Each line of the material must be returned exactly.

__DATASET__
- - - - - - -

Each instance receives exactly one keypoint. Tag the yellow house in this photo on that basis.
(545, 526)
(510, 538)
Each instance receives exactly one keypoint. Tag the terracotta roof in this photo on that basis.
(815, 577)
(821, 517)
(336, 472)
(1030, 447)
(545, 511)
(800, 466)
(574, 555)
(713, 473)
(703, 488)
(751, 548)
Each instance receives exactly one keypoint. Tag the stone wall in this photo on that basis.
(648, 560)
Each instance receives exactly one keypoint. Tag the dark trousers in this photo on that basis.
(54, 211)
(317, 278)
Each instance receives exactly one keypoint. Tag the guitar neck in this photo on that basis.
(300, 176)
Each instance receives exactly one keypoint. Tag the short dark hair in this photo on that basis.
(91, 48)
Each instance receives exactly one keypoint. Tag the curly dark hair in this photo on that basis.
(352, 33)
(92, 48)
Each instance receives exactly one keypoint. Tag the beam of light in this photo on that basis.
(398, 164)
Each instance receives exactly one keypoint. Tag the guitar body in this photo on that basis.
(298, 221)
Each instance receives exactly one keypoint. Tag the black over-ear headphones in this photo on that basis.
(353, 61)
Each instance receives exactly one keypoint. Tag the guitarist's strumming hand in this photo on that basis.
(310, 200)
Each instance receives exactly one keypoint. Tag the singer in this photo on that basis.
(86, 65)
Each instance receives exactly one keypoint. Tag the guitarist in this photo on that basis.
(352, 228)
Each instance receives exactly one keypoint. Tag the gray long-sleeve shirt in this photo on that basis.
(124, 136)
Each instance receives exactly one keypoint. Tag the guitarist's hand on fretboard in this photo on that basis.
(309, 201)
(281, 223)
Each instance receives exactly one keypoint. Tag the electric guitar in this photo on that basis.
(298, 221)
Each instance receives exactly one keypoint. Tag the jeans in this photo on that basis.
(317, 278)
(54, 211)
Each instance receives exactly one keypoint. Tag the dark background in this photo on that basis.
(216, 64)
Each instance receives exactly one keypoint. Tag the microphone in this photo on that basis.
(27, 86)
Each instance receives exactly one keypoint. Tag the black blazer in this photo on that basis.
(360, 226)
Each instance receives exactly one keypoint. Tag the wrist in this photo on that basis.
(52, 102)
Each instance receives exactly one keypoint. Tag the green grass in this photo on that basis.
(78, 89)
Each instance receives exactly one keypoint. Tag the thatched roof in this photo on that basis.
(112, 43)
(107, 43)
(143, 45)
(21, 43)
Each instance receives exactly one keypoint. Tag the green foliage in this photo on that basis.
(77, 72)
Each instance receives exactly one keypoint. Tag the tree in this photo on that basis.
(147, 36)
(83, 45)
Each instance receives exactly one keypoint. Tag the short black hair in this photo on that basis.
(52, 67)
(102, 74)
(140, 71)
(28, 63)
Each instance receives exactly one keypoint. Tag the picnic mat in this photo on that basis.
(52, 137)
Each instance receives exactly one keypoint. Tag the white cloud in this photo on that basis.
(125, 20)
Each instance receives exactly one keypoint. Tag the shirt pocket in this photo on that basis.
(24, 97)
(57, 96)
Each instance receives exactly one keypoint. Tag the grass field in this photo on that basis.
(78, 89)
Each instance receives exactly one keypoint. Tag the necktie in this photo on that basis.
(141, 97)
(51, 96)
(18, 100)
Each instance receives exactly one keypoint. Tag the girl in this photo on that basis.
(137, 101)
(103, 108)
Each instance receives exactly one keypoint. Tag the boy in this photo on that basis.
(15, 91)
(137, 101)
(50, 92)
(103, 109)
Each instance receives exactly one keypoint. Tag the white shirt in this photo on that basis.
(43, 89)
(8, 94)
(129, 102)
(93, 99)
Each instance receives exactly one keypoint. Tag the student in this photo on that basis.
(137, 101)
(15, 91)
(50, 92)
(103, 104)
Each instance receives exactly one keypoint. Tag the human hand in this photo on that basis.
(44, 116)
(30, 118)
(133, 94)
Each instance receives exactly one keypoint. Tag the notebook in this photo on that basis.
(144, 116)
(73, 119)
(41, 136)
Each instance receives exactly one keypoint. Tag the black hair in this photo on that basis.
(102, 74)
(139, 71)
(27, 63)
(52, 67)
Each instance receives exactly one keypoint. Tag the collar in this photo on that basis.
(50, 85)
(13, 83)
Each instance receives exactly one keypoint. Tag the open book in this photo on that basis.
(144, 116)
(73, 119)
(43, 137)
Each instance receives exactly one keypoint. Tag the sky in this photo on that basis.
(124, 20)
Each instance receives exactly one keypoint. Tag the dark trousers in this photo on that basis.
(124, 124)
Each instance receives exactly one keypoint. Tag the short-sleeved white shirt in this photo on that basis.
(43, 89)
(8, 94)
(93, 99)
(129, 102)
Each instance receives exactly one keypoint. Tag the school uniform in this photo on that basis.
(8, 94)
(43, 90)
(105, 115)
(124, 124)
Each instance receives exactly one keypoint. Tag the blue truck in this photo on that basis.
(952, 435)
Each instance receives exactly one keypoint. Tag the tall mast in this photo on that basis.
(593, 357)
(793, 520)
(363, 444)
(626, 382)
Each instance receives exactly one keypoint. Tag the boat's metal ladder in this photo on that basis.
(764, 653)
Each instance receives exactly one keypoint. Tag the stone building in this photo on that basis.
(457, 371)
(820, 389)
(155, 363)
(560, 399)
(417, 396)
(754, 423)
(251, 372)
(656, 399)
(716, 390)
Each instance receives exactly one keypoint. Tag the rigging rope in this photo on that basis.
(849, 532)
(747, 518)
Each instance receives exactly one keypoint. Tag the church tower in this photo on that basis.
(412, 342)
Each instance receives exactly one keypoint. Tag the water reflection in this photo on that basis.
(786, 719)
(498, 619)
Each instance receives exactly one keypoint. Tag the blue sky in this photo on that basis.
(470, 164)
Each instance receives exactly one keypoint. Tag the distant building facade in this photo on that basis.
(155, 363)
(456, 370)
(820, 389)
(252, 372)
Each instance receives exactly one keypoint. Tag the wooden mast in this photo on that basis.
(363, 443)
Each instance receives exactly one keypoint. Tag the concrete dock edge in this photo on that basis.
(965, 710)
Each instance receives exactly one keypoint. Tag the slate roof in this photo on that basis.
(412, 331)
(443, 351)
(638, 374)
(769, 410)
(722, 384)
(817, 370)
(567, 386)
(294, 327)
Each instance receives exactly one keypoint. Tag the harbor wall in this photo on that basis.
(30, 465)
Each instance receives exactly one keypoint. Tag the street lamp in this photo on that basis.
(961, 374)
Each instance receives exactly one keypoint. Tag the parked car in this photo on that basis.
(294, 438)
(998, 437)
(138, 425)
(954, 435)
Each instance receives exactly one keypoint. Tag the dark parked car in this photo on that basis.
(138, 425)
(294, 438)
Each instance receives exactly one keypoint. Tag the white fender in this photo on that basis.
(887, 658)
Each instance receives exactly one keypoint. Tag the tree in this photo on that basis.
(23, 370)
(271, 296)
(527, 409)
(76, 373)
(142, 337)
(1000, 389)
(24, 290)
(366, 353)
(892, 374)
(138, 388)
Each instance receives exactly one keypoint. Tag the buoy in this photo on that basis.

- - - - - - -

__TASK OUTPUT__
Each instance receives exactly one keypoint. Tag the yellow house in this photo on that basis.
(545, 526)
(510, 538)
Each instance receives exactly one keypoint. Tag the terracotta roof in this photo on that basis.
(815, 577)
(821, 517)
(336, 472)
(1030, 447)
(545, 511)
(800, 466)
(574, 555)
(713, 473)
(703, 488)
(751, 548)
Each instance receives exactly one keypoint. Tag the stone wall in this photo on that basis.
(648, 560)
Each instance receives exactly one keypoint. Tag the dark trousers in this photo on that basis.
(54, 211)
(317, 278)
Each instance receives exactly one keypoint. Tag the guitar neck in this photo on that basis.
(300, 176)
Each instance receives exactly one keypoint. Tag the short dark hair in this photo on that basis.
(91, 48)
Each instance receives exactly one keypoint. Tag the curly dark hair in this photo on that basis.
(352, 33)
(92, 48)
Each instance receives exactly one keypoint. Tag the beam of light in this photo on that basis.
(398, 164)
Each instance receives exactly one keypoint. Tag the guitar body in this photo on that basis.
(298, 221)
Each instance receives exactly one keypoint. Tag the black over-ear headphones in this photo on that basis.
(353, 61)
Each instance receives exactly one keypoint. Tag the guitarist's strumming hand in this photo on that basis.
(310, 200)
Each instance receives exactly one keypoint. Tag the singer in this photo on that basis.
(86, 65)
Each instance receives exactly one keypoint. Tag the guitarist in this photo on that basis.
(352, 228)
Each instance receives exactly one keypoint. Tag the gray long-sleeve shirt in this photo on that basis.
(124, 136)
Each instance receives exactly one keypoint. Tag the guitarist's hand on fretboard in this photo on that basis.
(309, 201)
(281, 223)
Each instance receives exactly one keypoint. Tag the electric guitar in this photo on that basis.
(298, 221)
Each instance receives exactly one keypoint. Tag the jeans in this photo on that basis.
(317, 278)
(54, 211)
Each instance receives exactly one keypoint. Tag the dark background in this photo on that basis.
(216, 64)
Each instance receives exactly one keypoint. Tag the microphone in this photo on that basis.
(27, 86)
Each instance receives exactly one keypoint. Tag the black blazer in this photo on that basis.
(360, 226)
Each instance receives exactly one keypoint. Tag the wrist in this photo on that basis.
(52, 102)
Each instance receives exactly one keypoint. Tag the green grass in this photo on that basis.
(78, 89)
Each instance receives exactly one keypoint. Tag the thatched roof in this photo on that basis.
(112, 43)
(107, 43)
(143, 45)
(21, 43)
Each instance receives exactly one keypoint. Tag the green foliage in this photo on that basis.
(77, 72)
Each instance receives exactly one keypoint. Tag the tree in this photo on that basis.
(147, 36)
(83, 45)
Each instance receives exactly one keypoint. Tag the short black hair in this photo on that basis.
(52, 67)
(102, 74)
(140, 71)
(28, 63)
Each instance receives exactly one keypoint. Tag the picnic mat in this photo on that basis.
(52, 137)
Each instance receives exactly one keypoint. Tag the white cloud in this photo on that basis.
(125, 20)
Each instance receives exactly one keypoint. Tag the shirt pocket in this photo on that basis.
(24, 97)
(57, 96)
Each instance receives exactly one keypoint. Tag the grass field in this photo on that basis.
(78, 89)
Each instance receives exactly one keypoint. Tag the necktie in this photo on that basis.
(141, 97)
(51, 96)
(18, 100)
Each instance receives exactly one keypoint. Tag the girl in this photo on that basis.
(137, 101)
(103, 108)
Each instance receives exactly one keypoint. Tag the boy in this photo on that basis.
(15, 91)
(137, 101)
(50, 92)
(103, 109)
Each instance receives exactly one keypoint. Tag the white shirt in this photo on that basis.
(43, 89)
(8, 94)
(129, 102)
(93, 99)
Each instance receives exactly one keypoint. Tag the student in this photo on that basis.
(137, 101)
(15, 91)
(50, 92)
(103, 104)
Each instance receives exactly one keypoint. Tag the human hand in this photo on that basis.
(44, 116)
(30, 118)
(133, 94)
Each instance receives exactly one keypoint. Tag the notebook in this photo on that basis.
(144, 116)
(73, 119)
(41, 136)
Each instance receives exactly one keypoint. Tag the black hair in this photo on that basis.
(102, 74)
(139, 71)
(27, 63)
(52, 67)
Each instance receives exactly one keypoint. Tag the collar in this photo on that basis.
(50, 85)
(13, 83)
Each instance receives exactly one keypoint. Tag the open book in this photo on that basis.
(144, 116)
(73, 119)
(43, 137)
Each instance receives exactly one keypoint. Tag the sky in this photo on that basis.
(124, 20)
Each instance receives exactly one keypoint. Tag the dark trousers in this photo on that basis.
(124, 124)
Each instance receives exactly one keypoint. Tag the short-sleeved white shirt in this photo on that basis.
(43, 89)
(8, 94)
(93, 99)
(129, 102)
Each instance receives exactly one keypoint. Tag the school uniform in this photo on that basis.
(8, 94)
(43, 90)
(105, 115)
(124, 124)
Each instance receives exactly one keypoint. Tag the blue truck in this photo on that basis.
(952, 435)
Each instance receives exactly one keypoint. Tag the tall mast in this photo on that basis.
(593, 357)
(793, 520)
(363, 444)
(626, 382)
Each instance receives exactly one keypoint. Tag the boat's metal ladder in this photo on that basis.
(764, 653)
Each instance receives exactly one keypoint. Tag the stone building in this photo on that basis.
(457, 371)
(820, 389)
(155, 363)
(560, 399)
(417, 396)
(754, 423)
(251, 372)
(656, 399)
(716, 390)
Each instance receives exactly one keypoint. Tag the rigging rope in this photo on that basis.
(849, 532)
(747, 518)
Each instance receives exactly one keypoint. Tag the church tower in this photo on that basis.
(412, 342)
Each instance receives exactly one keypoint. Tag the water reflection in this photo on that basis.
(786, 719)
(498, 619)
Each instance receives exactly one keypoint. Tag the blue sky in this photo on that basis.
(470, 164)
Each instance receives exactly one keypoint. Tag the distant building facade in this photo on that basis.
(155, 363)
(456, 370)
(820, 389)
(252, 372)
Each instance receives exactly one keypoint. Tag the wooden mast in this photo on that basis.
(363, 443)
Each instance receives exactly one keypoint. Tag the concrete dock edge in this photo on that basis.
(965, 710)
Each instance receives exactly one keypoint. Tag the slate roof in this photo on that basis.
(412, 331)
(443, 351)
(638, 374)
(769, 410)
(722, 384)
(817, 370)
(567, 386)
(294, 327)
Each instance receives exactly one keypoint. Tag the harbor wall in this photo on that basis.
(30, 465)
Each instance receives exactly one keypoint. Tag the street lamp in this photo on that basis.
(961, 374)
Each instance receives exactly one keypoint. Tag the parked car in this photo on that basis.
(294, 438)
(998, 437)
(138, 425)
(954, 435)
Each instance receives exactly one keypoint. Tag the dark parked car in this photo on that basis.
(138, 425)
(294, 438)
Each instance receives exactly one keypoint. Tag the white fender in this photo on that basis.
(887, 658)
Each instance receives exactly one keypoint. Tag the tree in this photo on that basis.
(23, 370)
(271, 296)
(527, 409)
(76, 373)
(142, 337)
(1000, 389)
(24, 290)
(366, 353)
(892, 374)
(138, 388)
Each instance receives exactly one keypoint. Tag the buoy in this photo on that basis.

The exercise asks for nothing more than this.